GIVEN REQUEST
Repeat every one of the following items word for word, and leave the pictures out of your copy.

__________

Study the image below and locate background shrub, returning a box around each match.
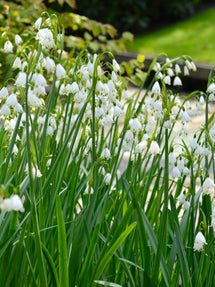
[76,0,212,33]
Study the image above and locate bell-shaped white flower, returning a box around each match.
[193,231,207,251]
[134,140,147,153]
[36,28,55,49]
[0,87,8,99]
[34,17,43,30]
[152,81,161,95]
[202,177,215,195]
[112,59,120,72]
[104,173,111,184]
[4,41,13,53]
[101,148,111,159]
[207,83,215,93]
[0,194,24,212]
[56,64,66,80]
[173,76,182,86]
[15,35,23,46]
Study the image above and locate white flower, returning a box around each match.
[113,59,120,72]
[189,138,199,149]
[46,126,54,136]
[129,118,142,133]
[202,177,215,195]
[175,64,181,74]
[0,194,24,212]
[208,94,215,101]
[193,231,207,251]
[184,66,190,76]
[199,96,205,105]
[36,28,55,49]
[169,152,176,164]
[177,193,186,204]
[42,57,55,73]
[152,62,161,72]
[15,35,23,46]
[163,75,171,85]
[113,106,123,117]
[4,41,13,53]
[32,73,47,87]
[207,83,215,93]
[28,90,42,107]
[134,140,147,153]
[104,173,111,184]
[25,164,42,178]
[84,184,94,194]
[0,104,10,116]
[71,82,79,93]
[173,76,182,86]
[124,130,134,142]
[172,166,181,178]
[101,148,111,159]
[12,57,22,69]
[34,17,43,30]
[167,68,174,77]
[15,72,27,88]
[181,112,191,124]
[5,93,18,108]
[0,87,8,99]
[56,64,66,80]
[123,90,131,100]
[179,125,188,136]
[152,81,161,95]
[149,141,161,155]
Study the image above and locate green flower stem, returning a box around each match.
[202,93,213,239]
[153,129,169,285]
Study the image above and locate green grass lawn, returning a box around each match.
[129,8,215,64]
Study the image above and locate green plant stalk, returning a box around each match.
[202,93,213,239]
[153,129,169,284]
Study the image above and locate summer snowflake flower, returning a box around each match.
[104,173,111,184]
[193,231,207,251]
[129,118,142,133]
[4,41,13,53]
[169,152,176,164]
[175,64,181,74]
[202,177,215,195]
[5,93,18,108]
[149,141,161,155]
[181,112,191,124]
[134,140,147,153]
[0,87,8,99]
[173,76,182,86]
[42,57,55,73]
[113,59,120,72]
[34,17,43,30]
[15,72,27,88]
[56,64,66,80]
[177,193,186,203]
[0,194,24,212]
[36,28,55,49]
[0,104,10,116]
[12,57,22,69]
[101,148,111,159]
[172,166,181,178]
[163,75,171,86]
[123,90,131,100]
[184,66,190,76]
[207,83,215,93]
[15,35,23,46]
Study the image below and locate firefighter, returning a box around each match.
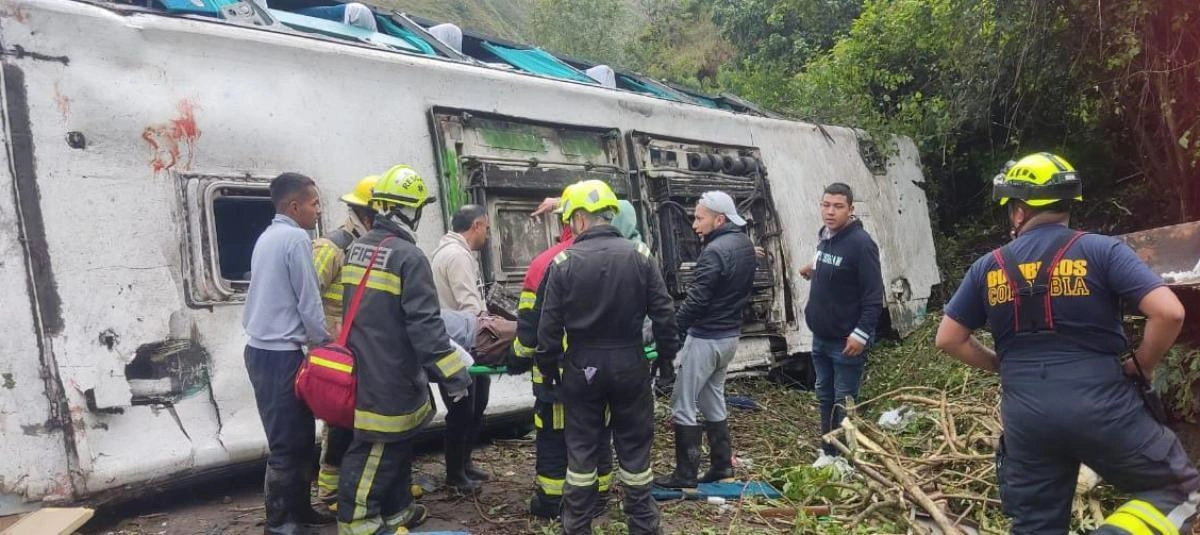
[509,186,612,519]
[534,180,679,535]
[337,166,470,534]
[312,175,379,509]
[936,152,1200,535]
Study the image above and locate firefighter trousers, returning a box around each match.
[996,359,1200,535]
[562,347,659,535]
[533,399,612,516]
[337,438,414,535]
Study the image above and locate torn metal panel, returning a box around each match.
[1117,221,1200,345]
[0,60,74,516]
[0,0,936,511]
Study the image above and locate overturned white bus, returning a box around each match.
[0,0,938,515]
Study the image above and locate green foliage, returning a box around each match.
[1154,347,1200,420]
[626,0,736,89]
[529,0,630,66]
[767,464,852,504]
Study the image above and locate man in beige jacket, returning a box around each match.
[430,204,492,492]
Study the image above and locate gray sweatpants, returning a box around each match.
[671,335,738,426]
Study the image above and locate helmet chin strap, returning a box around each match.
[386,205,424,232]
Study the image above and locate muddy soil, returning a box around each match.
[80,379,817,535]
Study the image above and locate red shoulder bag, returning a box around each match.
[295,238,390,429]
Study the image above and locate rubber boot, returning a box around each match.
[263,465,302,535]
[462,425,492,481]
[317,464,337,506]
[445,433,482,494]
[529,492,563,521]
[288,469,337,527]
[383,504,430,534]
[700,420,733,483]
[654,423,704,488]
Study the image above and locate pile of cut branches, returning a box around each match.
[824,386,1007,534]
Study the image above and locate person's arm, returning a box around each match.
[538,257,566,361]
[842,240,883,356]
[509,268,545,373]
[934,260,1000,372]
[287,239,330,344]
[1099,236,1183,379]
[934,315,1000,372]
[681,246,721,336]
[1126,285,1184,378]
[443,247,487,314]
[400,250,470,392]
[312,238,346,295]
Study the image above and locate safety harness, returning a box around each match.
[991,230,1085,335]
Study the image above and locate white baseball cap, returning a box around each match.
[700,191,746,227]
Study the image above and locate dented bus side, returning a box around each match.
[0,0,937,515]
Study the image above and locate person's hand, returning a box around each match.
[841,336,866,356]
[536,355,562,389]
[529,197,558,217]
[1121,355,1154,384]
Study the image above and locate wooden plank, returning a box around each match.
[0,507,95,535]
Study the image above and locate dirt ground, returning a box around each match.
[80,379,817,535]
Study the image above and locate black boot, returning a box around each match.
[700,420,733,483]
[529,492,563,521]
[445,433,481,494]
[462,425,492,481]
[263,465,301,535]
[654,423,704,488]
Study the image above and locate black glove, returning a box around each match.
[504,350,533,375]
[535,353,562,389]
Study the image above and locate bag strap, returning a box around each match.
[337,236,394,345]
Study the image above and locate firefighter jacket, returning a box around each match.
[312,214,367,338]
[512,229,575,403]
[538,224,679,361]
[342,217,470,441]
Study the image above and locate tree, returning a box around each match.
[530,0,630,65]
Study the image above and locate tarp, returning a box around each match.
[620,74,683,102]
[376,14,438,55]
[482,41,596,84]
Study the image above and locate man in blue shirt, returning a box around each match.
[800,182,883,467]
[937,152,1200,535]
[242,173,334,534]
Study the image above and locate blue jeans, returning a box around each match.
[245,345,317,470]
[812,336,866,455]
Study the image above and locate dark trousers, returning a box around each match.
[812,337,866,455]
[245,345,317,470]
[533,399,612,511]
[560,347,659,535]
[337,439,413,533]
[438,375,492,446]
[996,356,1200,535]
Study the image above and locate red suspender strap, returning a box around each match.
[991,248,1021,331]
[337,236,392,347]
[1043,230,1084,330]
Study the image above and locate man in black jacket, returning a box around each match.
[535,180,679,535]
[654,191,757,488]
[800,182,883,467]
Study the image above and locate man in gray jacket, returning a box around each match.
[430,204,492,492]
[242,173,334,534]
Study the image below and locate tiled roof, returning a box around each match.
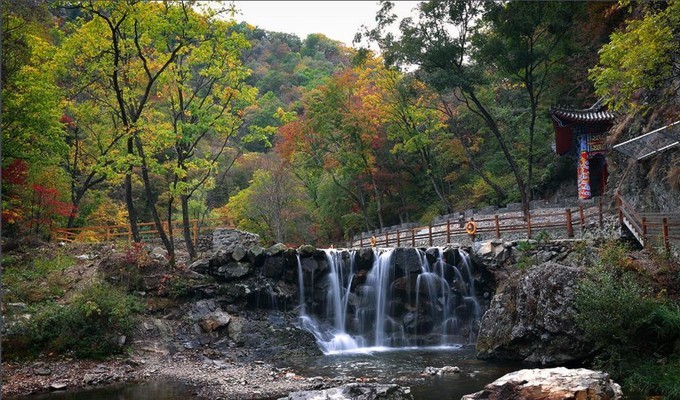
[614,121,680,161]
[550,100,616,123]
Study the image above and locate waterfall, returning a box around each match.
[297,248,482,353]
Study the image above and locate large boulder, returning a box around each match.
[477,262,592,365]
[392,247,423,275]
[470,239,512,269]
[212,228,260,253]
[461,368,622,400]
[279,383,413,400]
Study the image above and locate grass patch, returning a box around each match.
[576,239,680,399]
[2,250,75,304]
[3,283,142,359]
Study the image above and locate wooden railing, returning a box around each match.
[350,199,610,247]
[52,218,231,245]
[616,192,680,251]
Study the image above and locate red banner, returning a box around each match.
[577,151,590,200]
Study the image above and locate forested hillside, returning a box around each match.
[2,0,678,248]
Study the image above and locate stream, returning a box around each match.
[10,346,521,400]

__________

WORKED SOLUTION
Study the image below and locate background shrub, returning a box around each match.
[76,0,212,33]
Study the image above and locate bell-shaped white flower, returning a box around each match.
[193,231,207,251]
[134,140,147,153]
[36,28,55,49]
[0,87,8,99]
[34,17,43,30]
[152,81,161,95]
[202,177,215,195]
[112,59,120,72]
[104,173,111,184]
[4,41,13,53]
[101,148,111,159]
[207,83,215,93]
[0,194,24,212]
[56,64,66,80]
[173,76,182,86]
[15,35,23,46]
Study the image above and locate white flower, returning a box around each match.
[113,59,120,72]
[189,138,199,149]
[46,126,54,136]
[129,118,142,133]
[202,177,215,195]
[175,64,181,74]
[0,194,24,212]
[208,94,215,101]
[193,231,207,251]
[184,66,190,76]
[199,96,205,105]
[36,28,55,49]
[169,152,176,164]
[177,193,186,204]
[42,57,55,73]
[152,62,161,72]
[15,35,23,46]
[163,75,171,85]
[113,106,123,117]
[4,41,13,53]
[32,73,47,87]
[207,83,215,93]
[28,90,42,107]
[134,140,147,153]
[104,173,111,184]
[25,164,42,178]
[84,184,94,194]
[0,104,10,116]
[71,82,79,93]
[173,76,182,86]
[124,130,134,142]
[172,166,181,178]
[101,148,111,159]
[12,57,22,69]
[34,17,43,30]
[167,68,174,77]
[15,72,27,88]
[181,112,191,124]
[5,93,18,108]
[0,87,8,99]
[56,64,66,80]
[123,90,131,100]
[179,125,188,136]
[152,81,161,95]
[149,141,161,155]
Study the image above and locate green flower stem, returning a box around each match.
[202,93,213,239]
[153,129,169,285]
Study the image above and locate green grass lawn, returning a box around each match.
[129,8,215,64]
Study the image above and locate green plant stalk, returning a box around each match.
[202,93,213,239]
[153,129,169,284]
Study the image above and locate summer snowflake flower, returning a box around each match.
[104,173,111,184]
[193,231,207,251]
[129,118,142,133]
[4,41,13,53]
[169,152,176,164]
[175,64,181,74]
[202,177,215,195]
[5,93,18,108]
[149,141,161,155]
[181,112,191,124]
[134,140,147,153]
[0,87,8,99]
[173,76,182,86]
[42,57,55,73]
[113,59,120,72]
[34,17,43,30]
[15,72,27,88]
[56,64,66,80]
[177,193,186,203]
[0,194,24,212]
[36,28,55,49]
[0,104,10,116]
[12,57,22,69]
[101,148,111,159]
[172,166,181,178]
[163,75,171,86]
[123,90,131,100]
[184,66,190,76]
[207,83,215,93]
[15,35,23,46]
Study the image below and locate firefighter, returning a box around each match.
[509,186,612,519]
[534,180,679,535]
[337,166,470,534]
[312,175,379,509]
[936,152,1200,535]
Study the image above and locate firefighter trousers, returning a box around each match.
[996,359,1200,535]
[562,347,659,535]
[533,399,612,516]
[337,438,414,535]
Study the image above and locate torn metal panel, returning a box around each match.
[1117,221,1200,345]
[0,60,74,516]
[0,0,936,511]
Study the image above and locate overturned white bus, returning a box around each match.
[0,0,938,515]
Study the image above and locate green foliage, returning a box around each match.
[1154,347,1200,420]
[626,0,736,89]
[529,0,630,66]
[767,464,852,504]
Study the image above and locate man in beige jacket, returning a box around each match.
[430,204,492,492]
Study the image above and locate gray sweatpants, returning a box around each match.
[671,335,738,426]
Study the image above and locate helmet chin strap, returning a box around each match.
[386,205,424,232]
Study the image above and locate muddy soil, returning a box around each match.
[80,379,817,535]
Study the image above and locate red shoulder bag, returning a box around each match.
[295,238,390,429]
Study the image above and locate rubber boot, returning a box around each match.
[263,465,302,535]
[462,425,492,481]
[317,464,337,506]
[445,433,482,494]
[529,492,563,521]
[288,469,337,527]
[383,504,430,534]
[700,420,733,483]
[654,423,704,488]
Study the image above and locate pile of cut branches, returning a box around each match.
[824,386,1007,534]
Study the image above and locate person's arm, returning a box around each match.
[538,257,566,361]
[842,240,883,356]
[509,268,545,373]
[934,260,1000,372]
[287,239,330,344]
[1099,236,1183,379]
[934,315,1000,372]
[681,246,721,336]
[1126,285,1184,378]
[443,247,487,314]
[400,250,470,392]
[312,238,346,295]
Study the image above and locate safety harness, returning a box around each match.
[991,230,1085,335]
Study the image above and locate white baseball cap, returning a box around each match.
[700,191,746,227]
Study the image above and locate dented bus side, returning a box around each match.
[0,0,937,515]
Study the image above and locate person's hand, returning a box around each match.
[841,336,866,356]
[536,355,562,389]
[529,197,558,217]
[1121,355,1154,384]
Study the image above and locate wooden plank, returning a box around each match.
[0,507,95,535]
Study the image above and locate dirt ground, returning a box around each match.
[80,379,817,535]
Study the image above and locate black boot, returning a box around each match.
[700,420,733,483]
[529,492,563,521]
[445,433,481,494]
[462,425,492,481]
[263,465,301,535]
[654,423,704,488]
Study the image above and locate black glove, returning a box around each match.
[504,350,533,375]
[535,353,562,389]
Study the image above and locate bag strap, returning a box around each match.
[337,236,394,345]
Study the image above and locate firefighter jacket, returning a box around each match.
[312,214,367,338]
[512,229,575,403]
[538,224,679,361]
[342,217,470,441]
Study the image above and locate tree, returning a box around each match.
[530,0,630,65]
Study the image above and locate tarp, returning a box around each match.
[620,74,683,102]
[376,14,438,55]
[482,41,596,84]
Study the image above and locate man in blue shirt, returning a box around each match.
[800,182,883,467]
[937,152,1200,535]
[242,173,334,534]
Study the image above and locate blue jeans, returning a box around each match.
[245,345,317,470]
[812,336,866,455]
Study the image above and locate dark trousers, returning a box around each match.
[812,337,866,455]
[245,345,317,470]
[533,399,612,511]
[560,347,659,535]
[337,439,413,533]
[438,375,492,446]
[996,356,1200,535]
Study the image above and locate red suspender strap, returning a box around each match.
[991,248,1021,331]
[337,236,392,347]
[1043,230,1084,330]
Study the image above and locate man in black jacket, returning a box around each match.
[535,180,679,535]
[654,191,757,488]
[800,182,883,467]
Study the image above and locate man in gray jacket, returning a box around each match.
[430,204,492,492]
[242,173,334,534]
Study the image below and locate tiled roof, returning a box around each match.
[614,121,680,161]
[550,100,616,123]
Study the image above and locate waterfall, returning a box around each match.
[297,248,482,353]
Study the image above and locate large boulder, returning a box around each match.
[477,262,592,365]
[392,247,423,275]
[470,239,512,269]
[212,228,260,253]
[461,368,622,400]
[279,383,413,400]
Study the image above and locate grass patch, returning a box around each match.
[576,239,680,399]
[2,250,75,304]
[3,283,142,359]
Study the image above and locate wooden railing, returning a box around each match.
[350,199,610,247]
[52,218,231,245]
[616,192,680,251]
Study the image above and locate red banner, returning a box around each match.
[577,151,590,200]
Study the image above and locate forested hillside, returning a box around each match.
[2,0,678,248]
Study the image above and locate stream, returning a box around each match.
[10,346,521,400]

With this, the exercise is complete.